=== SUPPLIED PASSAGE ===

>>

ECG'S Made Easy!
Learners seem to fall into two groups when it comes to ECGs, they are either fascinated or terrified by them! Whichever group you fall into, hopefully you'll find the following helpful in your journey into decoding them!
On this page.....
Underlying Principles of an ECG
Trust me, ECG's became a lot less confusing once you understand a little about what exactly their looking at and how they work! This section aims to give you the bare minimum of biology and technical knowledge required to get you started. If your completely new to ECG's (or really confused by them...) I really recommend you start here!
'Oversimplified'
The Plumbing and the Electrics
We can think of the cardiovascular system as the plumbing of the body. The blood vessels are the pipes, allowing the blood to flow around the body, and the heart is the pump that's pushing the blood through the system.

<<

=== DATASET CONTENT ===

>>

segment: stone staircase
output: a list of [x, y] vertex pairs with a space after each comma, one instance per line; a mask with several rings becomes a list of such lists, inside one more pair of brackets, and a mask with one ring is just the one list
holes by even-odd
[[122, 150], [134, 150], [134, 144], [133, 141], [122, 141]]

<<

=== REQUIREMENT ===
For each statement, answer yes or no on whether it agrees with the ECG page above, and quote the exact words of the page that decide it. (a) The page compares the blood vessels to pipes. (b) The page says learners fall into three groups when it comes to ECGs. (c) The page describes the heart as a valve that controls the blood's flow.

=== ANSWER TO THE PROBLEM ===
(a) Yes: "The blood vessels are the pipes"
(b) No: "Learners seem to fall into two groups when it comes to ECGs"
(c) No: "the heart is the pump that's pushing the blood through the system"